Take every line from the data that has the word "bbox" in it.
____ Extracted records
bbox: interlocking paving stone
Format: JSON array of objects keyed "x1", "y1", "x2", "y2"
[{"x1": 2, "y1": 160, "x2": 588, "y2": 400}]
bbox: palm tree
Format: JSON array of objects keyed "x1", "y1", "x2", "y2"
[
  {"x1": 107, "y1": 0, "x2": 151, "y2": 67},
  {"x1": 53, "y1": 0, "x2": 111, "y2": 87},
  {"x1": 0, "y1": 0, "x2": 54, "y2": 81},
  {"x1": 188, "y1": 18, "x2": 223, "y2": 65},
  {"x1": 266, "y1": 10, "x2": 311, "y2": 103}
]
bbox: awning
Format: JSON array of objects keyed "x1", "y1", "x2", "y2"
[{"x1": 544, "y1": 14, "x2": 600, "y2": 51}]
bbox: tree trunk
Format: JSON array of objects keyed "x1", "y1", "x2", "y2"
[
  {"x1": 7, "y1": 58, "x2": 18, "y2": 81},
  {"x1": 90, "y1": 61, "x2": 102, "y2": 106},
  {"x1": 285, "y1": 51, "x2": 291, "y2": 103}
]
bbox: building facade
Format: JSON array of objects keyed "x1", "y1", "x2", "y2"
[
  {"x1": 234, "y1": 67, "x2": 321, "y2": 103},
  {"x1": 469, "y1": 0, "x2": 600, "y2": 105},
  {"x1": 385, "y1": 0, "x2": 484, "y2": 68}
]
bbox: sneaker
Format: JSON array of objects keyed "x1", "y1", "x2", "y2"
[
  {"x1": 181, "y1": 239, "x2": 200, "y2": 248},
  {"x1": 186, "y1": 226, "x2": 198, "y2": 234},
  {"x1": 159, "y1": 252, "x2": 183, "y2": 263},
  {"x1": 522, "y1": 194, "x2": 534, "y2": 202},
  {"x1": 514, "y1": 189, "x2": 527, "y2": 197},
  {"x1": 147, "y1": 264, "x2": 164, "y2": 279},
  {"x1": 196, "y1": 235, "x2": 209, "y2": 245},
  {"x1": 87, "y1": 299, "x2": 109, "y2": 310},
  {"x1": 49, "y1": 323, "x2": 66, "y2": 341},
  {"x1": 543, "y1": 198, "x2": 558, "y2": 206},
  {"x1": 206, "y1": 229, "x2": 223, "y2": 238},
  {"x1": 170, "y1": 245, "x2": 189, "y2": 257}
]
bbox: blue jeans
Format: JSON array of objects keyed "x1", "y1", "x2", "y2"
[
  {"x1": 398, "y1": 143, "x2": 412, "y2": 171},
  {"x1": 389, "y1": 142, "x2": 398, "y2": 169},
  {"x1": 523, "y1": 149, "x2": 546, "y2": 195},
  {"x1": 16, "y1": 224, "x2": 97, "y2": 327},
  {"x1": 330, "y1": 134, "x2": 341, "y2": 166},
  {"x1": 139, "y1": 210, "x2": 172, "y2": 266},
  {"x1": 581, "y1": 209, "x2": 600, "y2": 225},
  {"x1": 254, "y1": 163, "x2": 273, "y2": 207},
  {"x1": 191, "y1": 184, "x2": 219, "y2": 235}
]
________
Solution to the problem
bbox: interlocking paving stone
bbox: palm tree
bbox: awning
bbox: tree trunk
bbox: building facade
bbox: sneaker
bbox: blue jeans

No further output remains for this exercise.